Shevchenko also mentioned that Amina had apparently been struggling badly enough to consider suicide before the photos went up—the act less a calculated protest than a last statement from someone out of options. Disappeared is doing a lot of work in that sentence.
The internet responded the way it does: thousands of solidarity photos flooded Femen’s pages, the hashtag #Amina dominated Twitter for a news cycle, petitions gathered tens of thousands of signatures. Whether any of that reached Amina in a psychiatric ward in Tunis is a separate question. Whether it deterred Adel Almi from anything is another one entirely.
What I keep coming back to is the economy of it. Two photos. A cigarette. A sentence written in marker on skin. Against that: the machinery of religious law, the compliance of a family, the threat of being buried to the waist in the ground and murdered with rocks by men who consider this a righteous act. The disproportion is the message. It always is. The more brittle the ideology, the more catastrophically it responds to a nineteen-year-old with a phone and nothing left to lose.
You don’t have to endorse everything Femen stands for—and I have reservations about the organization—to understand that what happened to Amina was obscene. The right to exist in your own body without requiring permission isn’t a political position. It’s a floor. And the people threatening to kill her for standing on it were loudly announcing exactly how terrified they were of what happens when that floor holds.

INFORMATION GIVEN:
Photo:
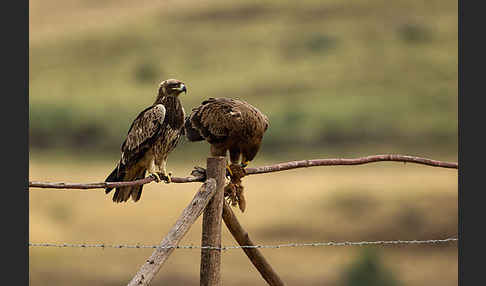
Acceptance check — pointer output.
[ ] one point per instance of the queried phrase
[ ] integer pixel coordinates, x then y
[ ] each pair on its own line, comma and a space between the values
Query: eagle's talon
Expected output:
245, 164
156, 177
229, 173
199, 172
167, 178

WHAT THIS EXERCISE ASKS:
**a.** Answer each of these from the text about Amina:
(i) Which hashtag dominated Twitter for a news cycle?
(ii) How many photos does the writer list in describing "the economy of it"?
(iii) What does the writer call the right to exist in your own body, in place of a political position?
**b.** Write out the part of the text about Amina that opens with the words containing "The internet responded" and closes with "another one entirely.".
The lines above are separate material and have no connection to the text about Amina.

OUTPUTS FOR THE TASKS:
**a.**
(i) #Amina
(ii) Two
(iii) A floor

**b.**
The internet responded the way it does: thousands of solidarity photos flooded Femen’s pages, the hashtag #Amina dominated Twitter for a news cycle, petitions gathered tens of thousands of signatures. Whether any of that reached Amina in a psychiatric ward in Tunis is a separate question. Whether it deterred Adel Almi from anything is another one entirely.